§ **Task to complete**
Repeat the listing below in full, exactly as it stands.

§ **Task data**

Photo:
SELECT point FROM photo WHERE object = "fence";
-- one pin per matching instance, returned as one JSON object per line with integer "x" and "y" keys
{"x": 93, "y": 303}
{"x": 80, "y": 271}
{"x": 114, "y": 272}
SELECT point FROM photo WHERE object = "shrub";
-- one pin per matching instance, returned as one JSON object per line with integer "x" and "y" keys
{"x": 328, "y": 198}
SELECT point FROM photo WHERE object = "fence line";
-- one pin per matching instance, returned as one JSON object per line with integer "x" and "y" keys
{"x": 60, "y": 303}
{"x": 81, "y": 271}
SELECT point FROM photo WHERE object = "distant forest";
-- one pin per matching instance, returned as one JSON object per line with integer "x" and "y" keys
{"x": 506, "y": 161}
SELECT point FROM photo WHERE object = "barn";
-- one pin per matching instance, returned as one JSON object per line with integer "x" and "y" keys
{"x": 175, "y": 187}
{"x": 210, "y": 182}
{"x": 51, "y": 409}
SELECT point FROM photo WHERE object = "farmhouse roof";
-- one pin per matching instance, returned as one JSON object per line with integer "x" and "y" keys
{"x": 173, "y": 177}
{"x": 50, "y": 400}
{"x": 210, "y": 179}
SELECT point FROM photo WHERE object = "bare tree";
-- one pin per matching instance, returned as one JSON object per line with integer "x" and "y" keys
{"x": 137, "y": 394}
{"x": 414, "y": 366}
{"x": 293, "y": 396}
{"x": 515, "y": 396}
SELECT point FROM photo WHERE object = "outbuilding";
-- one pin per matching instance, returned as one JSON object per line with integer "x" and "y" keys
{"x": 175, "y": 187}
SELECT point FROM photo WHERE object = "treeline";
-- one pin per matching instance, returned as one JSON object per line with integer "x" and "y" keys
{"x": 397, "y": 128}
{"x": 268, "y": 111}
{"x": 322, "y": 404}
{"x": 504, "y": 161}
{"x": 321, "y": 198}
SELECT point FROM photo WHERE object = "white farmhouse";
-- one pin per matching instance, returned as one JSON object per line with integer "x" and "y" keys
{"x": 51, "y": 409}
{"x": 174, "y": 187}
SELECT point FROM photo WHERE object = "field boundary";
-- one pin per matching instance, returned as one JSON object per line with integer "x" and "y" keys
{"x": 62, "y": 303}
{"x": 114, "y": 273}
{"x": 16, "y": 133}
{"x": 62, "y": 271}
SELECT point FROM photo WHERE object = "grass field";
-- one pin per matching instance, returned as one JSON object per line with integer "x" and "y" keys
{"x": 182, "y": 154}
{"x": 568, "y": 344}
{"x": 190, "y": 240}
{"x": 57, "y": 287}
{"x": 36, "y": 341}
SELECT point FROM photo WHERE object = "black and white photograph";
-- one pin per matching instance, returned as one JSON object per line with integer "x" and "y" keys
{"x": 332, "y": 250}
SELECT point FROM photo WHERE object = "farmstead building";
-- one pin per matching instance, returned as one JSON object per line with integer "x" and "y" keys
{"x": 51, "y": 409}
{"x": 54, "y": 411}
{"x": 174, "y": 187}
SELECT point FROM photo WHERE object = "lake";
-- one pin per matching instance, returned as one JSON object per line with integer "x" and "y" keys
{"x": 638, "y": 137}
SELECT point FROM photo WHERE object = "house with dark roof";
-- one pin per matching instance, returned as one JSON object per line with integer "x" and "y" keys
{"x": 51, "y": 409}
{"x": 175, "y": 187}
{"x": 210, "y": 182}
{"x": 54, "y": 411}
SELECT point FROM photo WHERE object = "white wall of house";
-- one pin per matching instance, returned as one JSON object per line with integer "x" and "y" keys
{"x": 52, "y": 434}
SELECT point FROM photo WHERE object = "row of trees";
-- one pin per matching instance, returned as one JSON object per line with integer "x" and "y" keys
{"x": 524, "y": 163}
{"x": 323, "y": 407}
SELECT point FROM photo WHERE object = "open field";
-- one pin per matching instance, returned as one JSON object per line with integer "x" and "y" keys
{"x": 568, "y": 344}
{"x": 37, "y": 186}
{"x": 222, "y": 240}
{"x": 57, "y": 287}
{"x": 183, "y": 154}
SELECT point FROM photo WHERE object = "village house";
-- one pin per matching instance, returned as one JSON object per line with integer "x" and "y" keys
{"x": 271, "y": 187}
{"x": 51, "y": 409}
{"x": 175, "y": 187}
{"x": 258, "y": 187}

§ **Written response**
Photo:
SELECT point FROM photo WHERE object = "fence";
-- one pin per matching instance, returned as one JSON object per line with integer "x" and "y" keys
{"x": 93, "y": 303}
{"x": 80, "y": 271}
{"x": 114, "y": 272}
SELECT point FROM photo WHERE object = "shrub";
-- one pin per matching instance, returned as one JSON object per line with integer "x" and "y" keys
{"x": 328, "y": 198}
SELECT point FROM photo WHERE object = "fence line";
-- one pin per matching instance, returned as one JSON object per line with integer "x" and "y" keys
{"x": 60, "y": 303}
{"x": 81, "y": 271}
SELECT point FROM photo WHERE object = "distant forest";
-- one pin per matching instance, returned as one JSON object per line with integer "x" and "y" keys
{"x": 506, "y": 161}
SELECT point FROM photo WHERE object = "barn";
-- one pin per matching instance, returned as one JSON object per line with integer "x" and "y" keys
{"x": 175, "y": 187}
{"x": 210, "y": 182}
{"x": 51, "y": 409}
SELECT point FROM photo WHERE object = "farmhouse roof";
-- one pin per matching instance, returned as one JSON object per line with integer "x" and "y" keys
{"x": 173, "y": 177}
{"x": 50, "y": 400}
{"x": 210, "y": 179}
SELECT point FROM photo WHERE object = "bare tree";
-- one pin per matching instance, returned as one JSON object per line with integer "x" and "y" keys
{"x": 137, "y": 394}
{"x": 414, "y": 366}
{"x": 293, "y": 396}
{"x": 515, "y": 396}
SELECT point FROM photo WHERE object = "outbuilding";
-- one pin per matching instance, returned as one JSON object per line with integer "x" and "y" keys
{"x": 175, "y": 187}
SELECT point FROM photo WHERE object = "treeline";
-- one pin per matching instance, returned as one JSON object per line with integer "x" and "y" keys
{"x": 397, "y": 128}
{"x": 268, "y": 111}
{"x": 322, "y": 404}
{"x": 504, "y": 161}
{"x": 321, "y": 198}
SELECT point FROM photo WHERE object = "white farmhouse";
-- one pin per matching instance, returned as one JSON object per line with integer "x" and "y" keys
{"x": 51, "y": 409}
{"x": 174, "y": 187}
SELECT point FROM photo WHERE object = "field boundary";
-- one pin per matching instance, returned as one JSON object per line with integer "x" and "y" keys
{"x": 62, "y": 303}
{"x": 114, "y": 273}
{"x": 16, "y": 133}
{"x": 62, "y": 271}
SELECT point FROM photo WHERE object = "grass field";
-- one pin per matching instance, returned as one JSON object per line with integer "x" and "y" keys
{"x": 182, "y": 154}
{"x": 568, "y": 344}
{"x": 190, "y": 240}
{"x": 57, "y": 287}
{"x": 36, "y": 341}
SELECT point FROM photo WHERE object = "black and white photograph";
-- one pin per matching instance, returned as one JSON object per line with integer "x" and "y" keys
{"x": 332, "y": 250}
SELECT point FROM photo WHERE object = "farmstead building";
-- one pin per matching instance, returned as one JSON object per line with integer "x" and "y" keys
{"x": 51, "y": 409}
{"x": 54, "y": 411}
{"x": 174, "y": 187}
SELECT point FROM photo WHERE object = "lake";
-- one pin per matching instance, returned as one JSON object per line with integer "x" and "y" keys
{"x": 638, "y": 137}
SELECT point FROM photo WHERE object = "house with dark roof";
-- one pin per matching instance, returned as one JSON object per line with integer "x" and "y" keys
{"x": 51, "y": 409}
{"x": 175, "y": 187}
{"x": 210, "y": 182}
{"x": 54, "y": 411}
SELECT point FROM photo WHERE object = "white wall of house";
-- one pin per matching instance, returned as one JSON object per line with integer "x" and "y" keys
{"x": 52, "y": 434}
SELECT point FROM photo WHERE object = "row of trees";
-- one pin per matching instance, returned as one JSON object per line with integer "x" and "y" keys
{"x": 524, "y": 163}
{"x": 323, "y": 407}
SELECT point FROM photo WHERE object = "open field";
-- one pin per matching instance, returned as one JSON object per line with integer "x" and "y" keys
{"x": 568, "y": 344}
{"x": 37, "y": 186}
{"x": 222, "y": 240}
{"x": 57, "y": 287}
{"x": 183, "y": 154}
SELECT point FROM photo WHERE object = "village house";
-- one pin per matching instance, returned as one JSON object per line with integer "x" and "y" keys
{"x": 271, "y": 187}
{"x": 51, "y": 409}
{"x": 175, "y": 187}
{"x": 258, "y": 187}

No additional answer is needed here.